#### [Task to carry out]
Reproduce exactly the lines of the material beneath, from the line that contains "Query: speckled granite hearth" to the line that contains "Expected: one pin per instance of the light", both included, and no other lines.

★ ★ ★

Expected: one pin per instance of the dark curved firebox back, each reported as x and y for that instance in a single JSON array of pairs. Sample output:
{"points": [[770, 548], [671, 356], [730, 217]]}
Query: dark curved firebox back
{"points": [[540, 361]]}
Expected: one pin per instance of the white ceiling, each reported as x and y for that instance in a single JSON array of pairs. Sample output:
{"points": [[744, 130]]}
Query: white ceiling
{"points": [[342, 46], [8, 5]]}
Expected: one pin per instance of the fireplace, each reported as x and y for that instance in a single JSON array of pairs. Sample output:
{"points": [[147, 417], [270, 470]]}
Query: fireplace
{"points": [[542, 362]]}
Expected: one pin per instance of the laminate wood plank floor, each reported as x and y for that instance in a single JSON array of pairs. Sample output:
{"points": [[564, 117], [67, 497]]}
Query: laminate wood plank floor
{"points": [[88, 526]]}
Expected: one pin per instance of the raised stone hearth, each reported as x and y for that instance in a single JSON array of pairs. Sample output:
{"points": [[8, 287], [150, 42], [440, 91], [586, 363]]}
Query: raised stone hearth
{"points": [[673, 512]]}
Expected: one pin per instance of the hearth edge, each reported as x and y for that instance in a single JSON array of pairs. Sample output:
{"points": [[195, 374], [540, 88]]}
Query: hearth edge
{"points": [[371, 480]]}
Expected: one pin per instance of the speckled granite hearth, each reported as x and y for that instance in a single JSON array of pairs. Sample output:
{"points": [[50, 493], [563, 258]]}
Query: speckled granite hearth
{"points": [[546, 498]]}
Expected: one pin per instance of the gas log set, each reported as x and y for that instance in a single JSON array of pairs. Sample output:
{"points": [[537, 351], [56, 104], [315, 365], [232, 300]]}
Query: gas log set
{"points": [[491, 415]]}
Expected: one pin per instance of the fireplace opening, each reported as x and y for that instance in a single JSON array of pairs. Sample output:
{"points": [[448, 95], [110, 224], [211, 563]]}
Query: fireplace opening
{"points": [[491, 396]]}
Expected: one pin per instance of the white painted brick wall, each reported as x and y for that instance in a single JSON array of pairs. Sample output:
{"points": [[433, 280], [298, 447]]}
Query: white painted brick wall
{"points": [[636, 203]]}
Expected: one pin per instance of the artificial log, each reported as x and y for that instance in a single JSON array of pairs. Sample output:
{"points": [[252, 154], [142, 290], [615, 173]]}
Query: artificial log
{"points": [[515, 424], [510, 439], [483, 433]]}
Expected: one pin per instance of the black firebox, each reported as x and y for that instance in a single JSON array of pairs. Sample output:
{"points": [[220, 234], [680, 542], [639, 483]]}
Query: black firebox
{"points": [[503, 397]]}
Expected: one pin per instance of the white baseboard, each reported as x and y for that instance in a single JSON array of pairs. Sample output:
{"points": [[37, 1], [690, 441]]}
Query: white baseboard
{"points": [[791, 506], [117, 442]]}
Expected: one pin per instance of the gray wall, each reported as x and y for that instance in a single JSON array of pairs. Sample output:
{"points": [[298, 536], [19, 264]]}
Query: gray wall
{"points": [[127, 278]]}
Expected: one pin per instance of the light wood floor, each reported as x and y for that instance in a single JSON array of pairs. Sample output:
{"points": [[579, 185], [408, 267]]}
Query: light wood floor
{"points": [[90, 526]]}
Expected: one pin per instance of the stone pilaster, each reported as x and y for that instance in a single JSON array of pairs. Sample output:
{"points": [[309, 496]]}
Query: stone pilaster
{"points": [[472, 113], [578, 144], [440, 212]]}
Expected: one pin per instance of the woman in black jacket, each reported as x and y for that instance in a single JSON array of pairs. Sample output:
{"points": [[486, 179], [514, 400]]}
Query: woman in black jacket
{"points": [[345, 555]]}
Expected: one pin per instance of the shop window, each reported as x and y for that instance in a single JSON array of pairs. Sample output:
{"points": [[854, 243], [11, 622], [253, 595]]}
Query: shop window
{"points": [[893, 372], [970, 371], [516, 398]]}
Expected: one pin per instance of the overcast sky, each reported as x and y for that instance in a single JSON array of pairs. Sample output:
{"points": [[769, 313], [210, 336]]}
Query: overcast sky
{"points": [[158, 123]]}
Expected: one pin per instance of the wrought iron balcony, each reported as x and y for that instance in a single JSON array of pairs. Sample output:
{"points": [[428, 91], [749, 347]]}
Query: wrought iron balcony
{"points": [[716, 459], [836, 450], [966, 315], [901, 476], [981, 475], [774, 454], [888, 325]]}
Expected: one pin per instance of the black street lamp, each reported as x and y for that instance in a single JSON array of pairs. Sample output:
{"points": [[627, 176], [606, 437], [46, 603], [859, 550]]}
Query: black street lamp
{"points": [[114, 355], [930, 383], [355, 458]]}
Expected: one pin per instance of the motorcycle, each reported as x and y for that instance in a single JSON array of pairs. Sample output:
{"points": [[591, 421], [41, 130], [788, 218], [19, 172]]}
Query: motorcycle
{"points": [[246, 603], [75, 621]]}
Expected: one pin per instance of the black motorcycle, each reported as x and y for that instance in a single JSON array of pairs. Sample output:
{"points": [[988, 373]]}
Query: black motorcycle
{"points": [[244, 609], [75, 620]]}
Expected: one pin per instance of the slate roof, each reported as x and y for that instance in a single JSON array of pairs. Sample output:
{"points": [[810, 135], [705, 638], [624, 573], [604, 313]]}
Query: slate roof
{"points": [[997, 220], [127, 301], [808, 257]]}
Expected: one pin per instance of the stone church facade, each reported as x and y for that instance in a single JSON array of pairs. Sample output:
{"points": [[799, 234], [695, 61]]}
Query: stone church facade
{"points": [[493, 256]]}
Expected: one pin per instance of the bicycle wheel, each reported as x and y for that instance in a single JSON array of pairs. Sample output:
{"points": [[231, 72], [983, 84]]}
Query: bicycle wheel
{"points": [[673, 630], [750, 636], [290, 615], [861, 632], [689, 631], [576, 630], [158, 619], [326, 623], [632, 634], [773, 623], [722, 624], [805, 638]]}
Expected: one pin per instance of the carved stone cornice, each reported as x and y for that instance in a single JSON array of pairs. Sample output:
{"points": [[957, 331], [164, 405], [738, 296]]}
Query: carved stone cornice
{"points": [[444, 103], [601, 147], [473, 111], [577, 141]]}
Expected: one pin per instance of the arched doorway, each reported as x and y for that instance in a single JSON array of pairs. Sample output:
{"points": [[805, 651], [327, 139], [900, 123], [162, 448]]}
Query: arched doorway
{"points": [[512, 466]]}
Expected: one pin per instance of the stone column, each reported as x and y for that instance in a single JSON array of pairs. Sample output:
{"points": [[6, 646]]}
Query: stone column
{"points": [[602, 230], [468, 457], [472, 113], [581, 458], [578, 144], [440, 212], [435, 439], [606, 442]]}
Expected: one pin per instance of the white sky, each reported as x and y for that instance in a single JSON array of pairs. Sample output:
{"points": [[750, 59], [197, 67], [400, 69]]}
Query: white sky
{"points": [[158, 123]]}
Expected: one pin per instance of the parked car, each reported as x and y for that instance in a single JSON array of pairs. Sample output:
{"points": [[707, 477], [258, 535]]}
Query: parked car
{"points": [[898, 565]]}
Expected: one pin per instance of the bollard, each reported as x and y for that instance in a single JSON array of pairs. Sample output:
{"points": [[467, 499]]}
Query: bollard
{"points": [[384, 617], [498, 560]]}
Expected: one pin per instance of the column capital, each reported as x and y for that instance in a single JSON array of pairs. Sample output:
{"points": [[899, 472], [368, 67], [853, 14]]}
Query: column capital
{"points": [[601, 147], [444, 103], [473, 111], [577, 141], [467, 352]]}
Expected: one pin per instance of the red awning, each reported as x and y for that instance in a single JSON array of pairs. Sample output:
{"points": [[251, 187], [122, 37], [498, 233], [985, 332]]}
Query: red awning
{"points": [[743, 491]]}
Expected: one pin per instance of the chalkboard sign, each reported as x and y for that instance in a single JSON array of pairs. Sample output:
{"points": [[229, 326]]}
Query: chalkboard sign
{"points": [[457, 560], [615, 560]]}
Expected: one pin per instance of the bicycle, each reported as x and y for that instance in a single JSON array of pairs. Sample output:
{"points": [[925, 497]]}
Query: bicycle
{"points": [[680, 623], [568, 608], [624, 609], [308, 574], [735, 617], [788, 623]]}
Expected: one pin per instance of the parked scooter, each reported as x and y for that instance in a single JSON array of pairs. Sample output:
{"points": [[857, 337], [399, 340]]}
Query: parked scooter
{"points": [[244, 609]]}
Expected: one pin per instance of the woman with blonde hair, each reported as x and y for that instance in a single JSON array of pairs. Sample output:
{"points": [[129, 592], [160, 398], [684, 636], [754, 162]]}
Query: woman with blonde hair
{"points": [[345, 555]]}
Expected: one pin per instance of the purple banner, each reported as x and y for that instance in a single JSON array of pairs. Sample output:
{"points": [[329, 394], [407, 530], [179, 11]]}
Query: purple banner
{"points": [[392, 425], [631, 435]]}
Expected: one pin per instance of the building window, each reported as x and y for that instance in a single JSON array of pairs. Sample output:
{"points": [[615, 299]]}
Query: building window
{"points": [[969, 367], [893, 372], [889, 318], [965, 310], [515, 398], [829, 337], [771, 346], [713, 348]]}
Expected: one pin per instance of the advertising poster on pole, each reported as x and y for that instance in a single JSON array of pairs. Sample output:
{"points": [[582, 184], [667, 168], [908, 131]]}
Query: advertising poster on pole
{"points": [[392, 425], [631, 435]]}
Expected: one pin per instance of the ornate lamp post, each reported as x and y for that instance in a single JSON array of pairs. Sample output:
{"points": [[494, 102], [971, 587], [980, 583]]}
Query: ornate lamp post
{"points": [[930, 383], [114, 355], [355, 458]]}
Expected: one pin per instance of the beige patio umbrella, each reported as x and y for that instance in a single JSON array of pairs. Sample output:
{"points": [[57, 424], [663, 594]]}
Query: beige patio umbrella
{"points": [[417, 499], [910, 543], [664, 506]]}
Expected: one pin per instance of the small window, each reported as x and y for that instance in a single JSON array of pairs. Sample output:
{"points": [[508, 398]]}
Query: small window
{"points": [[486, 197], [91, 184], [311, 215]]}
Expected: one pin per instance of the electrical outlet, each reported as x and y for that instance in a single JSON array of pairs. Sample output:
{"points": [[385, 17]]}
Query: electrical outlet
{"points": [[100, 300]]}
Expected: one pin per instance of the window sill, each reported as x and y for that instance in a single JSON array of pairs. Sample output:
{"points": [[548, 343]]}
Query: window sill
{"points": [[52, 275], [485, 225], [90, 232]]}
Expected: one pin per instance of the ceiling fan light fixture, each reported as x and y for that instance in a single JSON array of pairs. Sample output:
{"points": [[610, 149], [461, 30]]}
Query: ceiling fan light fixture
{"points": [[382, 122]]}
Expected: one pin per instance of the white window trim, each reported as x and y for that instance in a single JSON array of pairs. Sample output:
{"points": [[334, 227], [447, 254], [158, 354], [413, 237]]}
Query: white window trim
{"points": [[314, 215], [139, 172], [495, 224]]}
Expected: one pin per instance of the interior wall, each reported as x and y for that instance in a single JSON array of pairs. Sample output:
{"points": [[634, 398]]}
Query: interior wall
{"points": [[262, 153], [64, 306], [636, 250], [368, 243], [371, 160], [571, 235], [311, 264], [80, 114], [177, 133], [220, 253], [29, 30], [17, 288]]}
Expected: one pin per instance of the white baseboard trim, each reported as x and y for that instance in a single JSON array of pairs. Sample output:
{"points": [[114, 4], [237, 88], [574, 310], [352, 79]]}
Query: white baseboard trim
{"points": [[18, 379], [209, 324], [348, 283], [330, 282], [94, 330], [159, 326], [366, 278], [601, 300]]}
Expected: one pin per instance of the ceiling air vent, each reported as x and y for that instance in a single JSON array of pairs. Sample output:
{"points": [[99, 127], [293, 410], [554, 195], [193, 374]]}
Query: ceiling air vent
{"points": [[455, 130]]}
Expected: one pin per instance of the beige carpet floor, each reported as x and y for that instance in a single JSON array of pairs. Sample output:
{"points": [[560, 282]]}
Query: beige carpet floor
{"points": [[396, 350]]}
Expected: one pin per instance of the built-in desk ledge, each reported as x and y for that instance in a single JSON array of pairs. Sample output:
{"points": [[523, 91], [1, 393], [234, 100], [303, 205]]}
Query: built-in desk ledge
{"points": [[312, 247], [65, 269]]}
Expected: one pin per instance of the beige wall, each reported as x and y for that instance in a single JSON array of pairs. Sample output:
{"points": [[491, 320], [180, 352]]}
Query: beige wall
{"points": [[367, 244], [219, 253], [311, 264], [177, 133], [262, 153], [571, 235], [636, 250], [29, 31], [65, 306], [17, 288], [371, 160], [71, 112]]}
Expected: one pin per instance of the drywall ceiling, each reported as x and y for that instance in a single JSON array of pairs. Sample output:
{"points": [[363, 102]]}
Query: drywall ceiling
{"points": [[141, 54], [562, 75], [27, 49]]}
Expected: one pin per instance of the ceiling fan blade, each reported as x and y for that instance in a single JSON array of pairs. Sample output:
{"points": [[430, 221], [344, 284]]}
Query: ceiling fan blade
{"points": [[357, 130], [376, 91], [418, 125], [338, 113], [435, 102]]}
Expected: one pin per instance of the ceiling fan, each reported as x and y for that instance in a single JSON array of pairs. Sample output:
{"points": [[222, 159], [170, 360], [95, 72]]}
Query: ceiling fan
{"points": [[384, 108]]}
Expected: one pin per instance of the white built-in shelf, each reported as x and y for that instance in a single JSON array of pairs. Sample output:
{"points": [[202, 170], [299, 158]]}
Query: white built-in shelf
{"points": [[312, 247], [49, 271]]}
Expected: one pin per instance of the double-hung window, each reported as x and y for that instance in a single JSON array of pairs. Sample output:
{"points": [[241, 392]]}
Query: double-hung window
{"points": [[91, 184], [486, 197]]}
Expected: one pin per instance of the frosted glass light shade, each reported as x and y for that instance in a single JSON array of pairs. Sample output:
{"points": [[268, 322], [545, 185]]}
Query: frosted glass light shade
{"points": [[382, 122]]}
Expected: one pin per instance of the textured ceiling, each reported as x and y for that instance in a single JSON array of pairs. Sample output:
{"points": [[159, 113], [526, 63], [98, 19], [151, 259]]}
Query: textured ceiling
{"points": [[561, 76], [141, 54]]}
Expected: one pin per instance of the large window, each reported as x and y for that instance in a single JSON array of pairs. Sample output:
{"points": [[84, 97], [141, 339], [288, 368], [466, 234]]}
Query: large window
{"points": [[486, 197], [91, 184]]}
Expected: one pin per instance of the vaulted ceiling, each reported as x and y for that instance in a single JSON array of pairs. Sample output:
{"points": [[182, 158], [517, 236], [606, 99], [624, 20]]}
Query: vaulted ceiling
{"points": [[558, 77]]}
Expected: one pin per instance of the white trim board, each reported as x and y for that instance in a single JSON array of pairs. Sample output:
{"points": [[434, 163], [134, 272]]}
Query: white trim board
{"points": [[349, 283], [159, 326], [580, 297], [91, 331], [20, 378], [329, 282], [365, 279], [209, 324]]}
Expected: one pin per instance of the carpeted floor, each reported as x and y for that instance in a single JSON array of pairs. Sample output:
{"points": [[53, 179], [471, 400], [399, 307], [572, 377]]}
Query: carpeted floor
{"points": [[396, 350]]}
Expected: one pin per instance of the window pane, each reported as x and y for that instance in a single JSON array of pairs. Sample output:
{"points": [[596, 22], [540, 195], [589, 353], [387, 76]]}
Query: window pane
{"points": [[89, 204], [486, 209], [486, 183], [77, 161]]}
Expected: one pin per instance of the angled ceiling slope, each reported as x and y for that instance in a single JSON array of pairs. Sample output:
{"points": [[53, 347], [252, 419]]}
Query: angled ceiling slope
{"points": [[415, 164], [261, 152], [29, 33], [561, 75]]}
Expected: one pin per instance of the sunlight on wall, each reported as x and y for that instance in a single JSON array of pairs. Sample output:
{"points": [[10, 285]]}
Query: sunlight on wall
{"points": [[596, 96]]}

★ ★ ★

#### [Answer]
Query: speckled granite hearth
{"points": [[546, 498]]}
Expected: one pin per instance of the gas log set, each reported as x and y for that instance in a single JSON array of pairs. Sample output:
{"points": [[537, 351], [56, 104], [315, 365], [232, 300]]}
Query: gas log set
{"points": [[491, 415]]}
Expected: one pin per instance of the fireplace opening, each reported as x and y for that instance in a single JSON array of pairs. Sample output:
{"points": [[448, 95], [110, 224], [211, 563]]}
Query: fireplace opening
{"points": [[491, 396]]}
Expected: one pin per instance of the white painted brick wall, each reported as x and y for that instance in a single JSON array of pairs. Sample output:
{"points": [[433, 280], [298, 447]]}
Query: white painted brick wall
{"points": [[636, 203]]}
Expected: one pin per instance of the artificial log, each reported as x and y for that instance in a single JSON array of pairs. Sample output:
{"points": [[252, 154], [142, 290], [615, 173]]}
Query: artificial log
{"points": [[515, 424], [510, 439], [483, 433]]}
Expected: one pin per instance of the black firebox, each reported as x and y for that instance in a single JSON array of pairs. Sample output:
{"points": [[220, 234], [680, 542], [639, 483]]}
Query: black firebox
{"points": [[503, 397]]}
Expected: one pin per instance of the white baseboard, each reported as x and y for that instance in a single JSON array of pairs. Sample output:
{"points": [[37, 1], [690, 441]]}
Query: white baseboard
{"points": [[791, 506], [117, 442]]}
Expected: one pin per instance of the gray wall, each reported as x and y for that instance in a single JSON array of pairs. Sample output:
{"points": [[298, 536], [19, 264]]}
Query: gray wall
{"points": [[127, 278]]}
Expected: one pin per instance of the light wood floor, each reported as x and y for that instance in a single JSON array of pairs. Sample output:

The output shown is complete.